Getoonde tekst:
Home

Arrest van het Hof van 16 mei 1991.

Arrest van het Hof van 16 mei 1991.

1) Door van openbare lichamen te verlangen dat zij, om voor de in wet nr. 151 van 10 april 1981 voorziene steun in aanmerking te komen, in het binnenland gefabriceerde voertuigen kopen, is de Italiaanse Republiek de krachtens artikel 30 EEG-Verdrag op haar rustende verplichtingen niet nagekomen.

2) De Italiaanse Republiek wordt verwezen in de kosten van de procedure.

1. Artikel 30 van het Verdrag verzet zich tegen een nationale wettelijke regeling die een gedeelte van overheidsopdrachten voor leveringen voorbehoudt aan ondernemingen die in een bepaald gedeelte van het nationale grondgebied zijn gevestigd.

Daar enkel nationale producenten - zij het ook niet alle - voordeel kunnen hebben bij een dergelijke bevoorrechting, is het van geen belang, dat een dergelijke preferentiële regeling tevens een beperkend effect heeft ten aanzien van nationale producenten (zie arrest van 20 maart 1990, zaak C-21/88, Du Pont de Nemours Italiana, Jurispr. 1990, blz. I-889).

2. Zoals het Hof reeds heeft beslist (zie arresten van 5 juni 1986, zaak 103/84, Commissie/Italië, Jurispr. 1986, blz. 1759, en 20 maart 1990, Du Pont de Nemours Italiana, reeds aangehaald), is de omstandigheid dat een nationale maatregel eventueel kan worden aangemerkt als een steunmaatregel in de zin van artikel 92 van het Verdrag, niet voldoende om hem te onttrekken aan het verbod van artikel 30.

Aangeleverd materiaal:
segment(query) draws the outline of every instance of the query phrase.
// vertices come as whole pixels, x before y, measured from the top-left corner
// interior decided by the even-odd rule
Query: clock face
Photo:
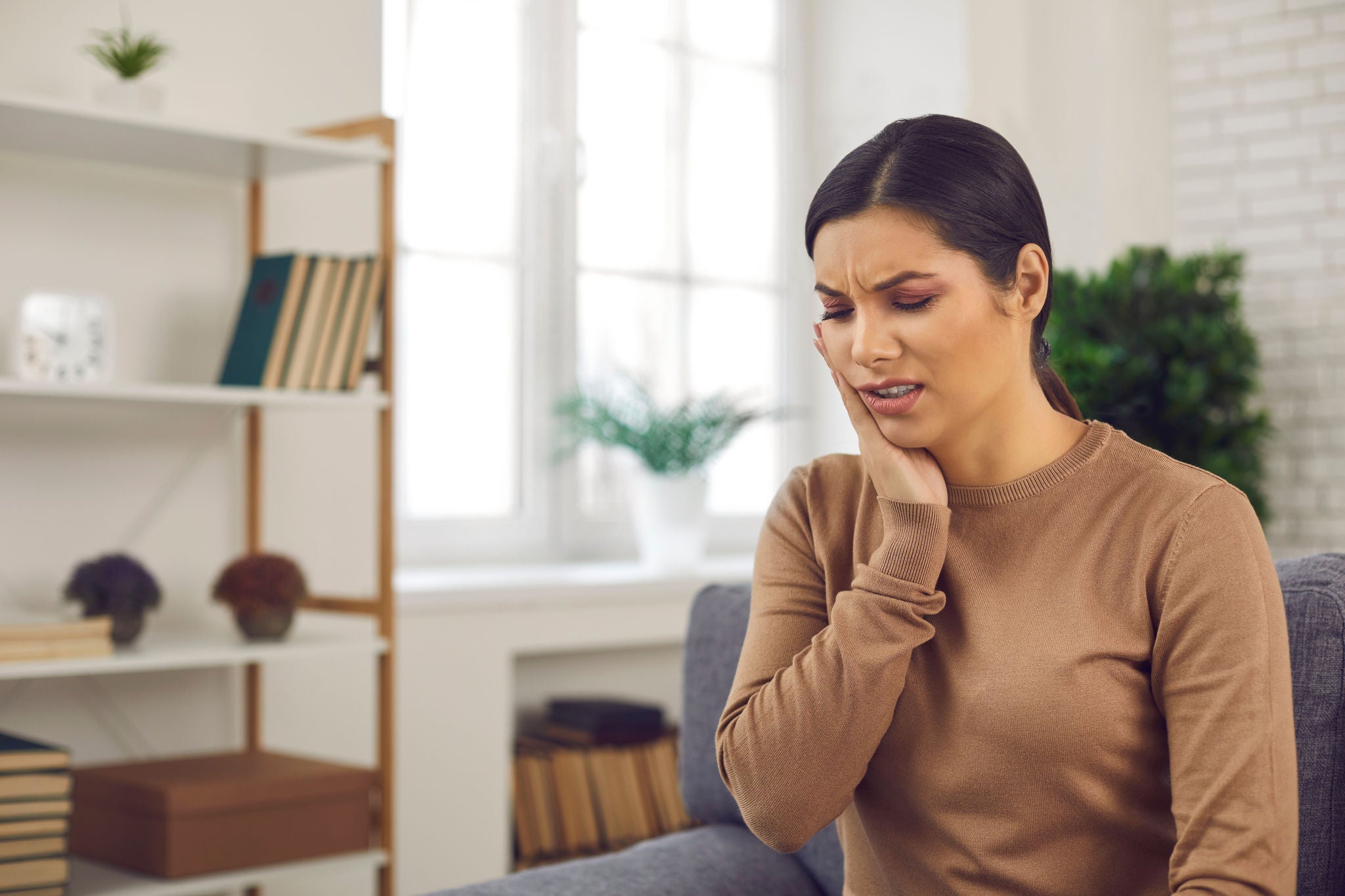
[[[19,310],[19,376],[52,383],[104,380],[108,304],[98,296],[32,293]]]

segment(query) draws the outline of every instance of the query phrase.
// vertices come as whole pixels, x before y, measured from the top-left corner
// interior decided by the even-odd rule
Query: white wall
[[[174,47],[151,75],[165,116],[291,129],[379,111],[377,0],[126,0],[137,30]],[[0,90],[90,99],[112,75],[78,47],[120,24],[120,4],[0,4]],[[375,171],[270,187],[264,249],[373,251]],[[247,274],[241,183],[93,163],[0,156],[0,368],[22,297],[91,289],[114,309],[114,379],[211,383]],[[98,408],[94,408],[97,411]],[[59,606],[81,560],[126,549],[156,575],[147,625],[230,629],[214,575],[243,549],[241,416],[222,410],[0,406],[0,602]],[[374,418],[265,415],[264,543],[292,553],[309,587],[374,590]],[[165,484],[176,482],[160,494]],[[136,528],[147,508],[156,508]],[[307,617],[300,615],[296,626]],[[336,762],[374,762],[371,664],[268,666],[264,742]],[[241,677],[227,670],[0,682],[0,728],[66,743],[77,766],[243,743]],[[311,881],[276,893],[373,892]]]
[[[1345,544],[1345,3],[1174,0],[1178,251],[1244,253],[1278,557]]]

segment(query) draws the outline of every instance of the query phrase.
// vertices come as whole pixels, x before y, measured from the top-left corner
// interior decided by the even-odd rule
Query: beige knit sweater
[[[1100,420],[1011,482],[878,497],[858,454],[767,512],[720,775],[846,896],[1294,893],[1279,578],[1247,496]]]

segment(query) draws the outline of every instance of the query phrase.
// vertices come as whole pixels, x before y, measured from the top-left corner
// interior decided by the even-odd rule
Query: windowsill
[[[690,596],[712,582],[752,579],[752,555],[710,555],[690,570],[652,570],[638,560],[499,563],[397,570],[398,611],[555,606],[594,599],[647,598],[650,592]]]

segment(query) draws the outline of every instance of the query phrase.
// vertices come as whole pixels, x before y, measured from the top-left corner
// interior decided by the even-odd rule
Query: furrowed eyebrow
[[[873,293],[881,293],[882,290],[892,289],[893,286],[904,283],[908,279],[932,279],[935,277],[937,277],[937,274],[924,274],[921,271],[904,270],[900,274],[897,274],[896,277],[889,277],[888,279],[882,281],[881,283],[878,283],[877,286],[874,286],[870,292],[873,292]],[[823,296],[831,296],[833,298],[850,298],[849,296],[846,296],[841,290],[831,289],[830,286],[827,286],[826,283],[822,283],[822,282],[814,283],[812,289],[816,290],[816,292],[819,292],[819,293],[822,293]]]

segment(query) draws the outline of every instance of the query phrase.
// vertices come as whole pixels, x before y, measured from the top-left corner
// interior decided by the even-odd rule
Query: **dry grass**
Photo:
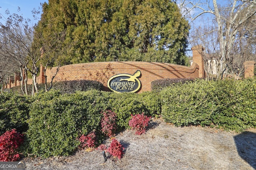
[[[253,170],[256,130],[238,133],[195,126],[177,127],[153,120],[146,133],[127,130],[116,135],[125,148],[120,160],[104,162],[101,152],[24,159],[27,170]],[[110,143],[109,139],[106,145]]]

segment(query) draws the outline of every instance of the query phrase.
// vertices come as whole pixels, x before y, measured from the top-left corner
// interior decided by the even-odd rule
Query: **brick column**
[[[45,82],[45,77],[44,77],[44,67],[42,64],[40,65],[40,73],[39,73],[39,79],[38,83],[44,83]]]
[[[253,77],[254,75],[255,64],[255,62],[254,61],[247,61],[244,63],[245,78]]]
[[[191,50],[193,52],[193,62],[199,66],[199,78],[204,78],[204,62],[203,58],[203,51],[204,48],[202,45],[196,45],[192,47]]]
[[[19,72],[15,72],[14,73],[14,86],[18,86],[17,81],[20,81],[20,73]]]

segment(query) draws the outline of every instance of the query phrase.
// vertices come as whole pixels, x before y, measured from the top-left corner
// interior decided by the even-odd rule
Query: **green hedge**
[[[164,88],[173,86],[176,83],[184,84],[186,82],[194,82],[195,78],[163,78],[156,80],[151,82],[151,89],[153,91],[159,92]]]
[[[198,80],[164,90],[162,115],[177,126],[242,131],[256,127],[256,80]]]
[[[28,130],[26,121],[32,100],[13,92],[0,94],[0,135],[12,129],[21,133]]]
[[[76,139],[82,134],[94,130],[100,137],[103,110],[110,109],[116,113],[120,131],[129,127],[132,114],[144,112],[153,115],[161,110],[159,97],[150,93],[91,90],[62,95],[53,90],[34,98],[24,152],[44,157],[70,155],[77,148]]]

Opdracht A: In welke kosten wordt de Italiaanse Republiek volgens het arrest van 16 mei 1991 verwezen?
Opdracht B: Neem uit het arrest van 16 mei 1991 alles vanaf "1) Door van" tot en met "verplichtingen niet nagekomen." letterlijk over.

Uitgewerkte oplossing A: In de kosten van de procedure.

Uitgewerkte oplossing B:
1) Door van openbare lichamen te verlangen dat zij, om voor de in wet nr. 151 van 10 april 1981 voorziene steun in aanmerking te komen, in het binnenland gefabriceerde voertuigen kopen, is de Italiaanse Republiek de krachtens artikel 30 EEG-Verdrag op haar rustende verplichtingen niet nagekomen.